Problem statement →
Pick out every line below containing the word "column" and copy each of those lines in full.

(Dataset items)
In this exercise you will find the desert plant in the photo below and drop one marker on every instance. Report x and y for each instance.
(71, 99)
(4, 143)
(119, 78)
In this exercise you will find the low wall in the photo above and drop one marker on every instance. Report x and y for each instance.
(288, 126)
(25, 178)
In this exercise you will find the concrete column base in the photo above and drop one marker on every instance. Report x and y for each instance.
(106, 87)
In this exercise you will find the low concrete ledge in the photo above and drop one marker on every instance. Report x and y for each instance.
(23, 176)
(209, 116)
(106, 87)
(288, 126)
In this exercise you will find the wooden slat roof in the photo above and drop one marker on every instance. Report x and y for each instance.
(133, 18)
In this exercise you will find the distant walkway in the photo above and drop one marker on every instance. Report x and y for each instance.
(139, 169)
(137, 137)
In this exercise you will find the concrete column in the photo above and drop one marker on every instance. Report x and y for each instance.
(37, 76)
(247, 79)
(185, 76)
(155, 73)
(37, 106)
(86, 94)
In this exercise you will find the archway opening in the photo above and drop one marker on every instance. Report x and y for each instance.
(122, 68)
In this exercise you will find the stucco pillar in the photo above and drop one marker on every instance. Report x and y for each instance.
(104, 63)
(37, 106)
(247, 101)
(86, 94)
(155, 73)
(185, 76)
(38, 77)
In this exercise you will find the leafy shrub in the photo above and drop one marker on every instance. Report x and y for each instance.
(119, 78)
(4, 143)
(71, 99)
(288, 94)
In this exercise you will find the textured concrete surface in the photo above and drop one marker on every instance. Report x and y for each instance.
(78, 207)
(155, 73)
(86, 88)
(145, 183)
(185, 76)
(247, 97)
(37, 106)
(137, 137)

==

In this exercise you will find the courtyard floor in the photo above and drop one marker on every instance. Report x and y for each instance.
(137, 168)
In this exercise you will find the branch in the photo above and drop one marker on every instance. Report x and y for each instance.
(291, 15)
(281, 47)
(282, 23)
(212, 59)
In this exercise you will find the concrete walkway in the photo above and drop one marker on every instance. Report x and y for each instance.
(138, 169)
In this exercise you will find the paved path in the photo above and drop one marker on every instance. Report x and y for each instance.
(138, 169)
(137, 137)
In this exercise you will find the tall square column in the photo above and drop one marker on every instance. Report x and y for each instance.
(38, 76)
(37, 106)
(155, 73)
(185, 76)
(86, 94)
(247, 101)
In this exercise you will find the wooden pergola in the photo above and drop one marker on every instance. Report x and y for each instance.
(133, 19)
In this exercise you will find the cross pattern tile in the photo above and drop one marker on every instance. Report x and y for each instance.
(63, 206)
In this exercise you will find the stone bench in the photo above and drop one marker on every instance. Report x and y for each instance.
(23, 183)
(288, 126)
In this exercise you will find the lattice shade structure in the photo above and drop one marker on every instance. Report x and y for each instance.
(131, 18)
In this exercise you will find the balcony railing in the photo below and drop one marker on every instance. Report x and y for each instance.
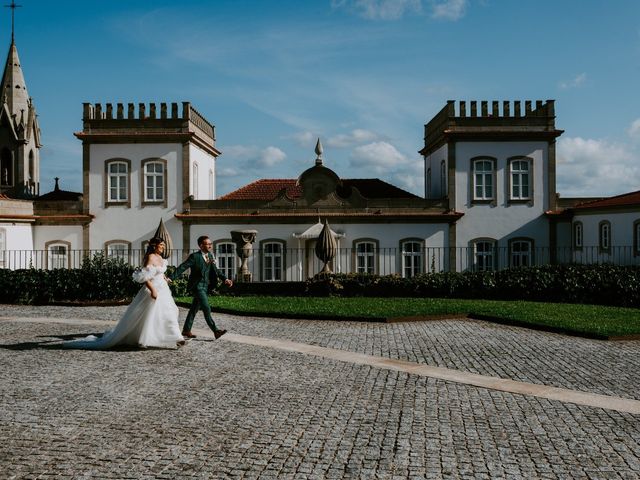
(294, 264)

Exercise solution →
In this exercise you will find the concrete column base in the photo above and drop one marker on every instance. Report x and y for each instance.
In this exercise you will find the concrete column in the photo above and drop one marker on every instance. Report x and y for each instance.
In this exercise you will find the tall square column in the photo above and drop one marker on every instance. Report x and y for each instance.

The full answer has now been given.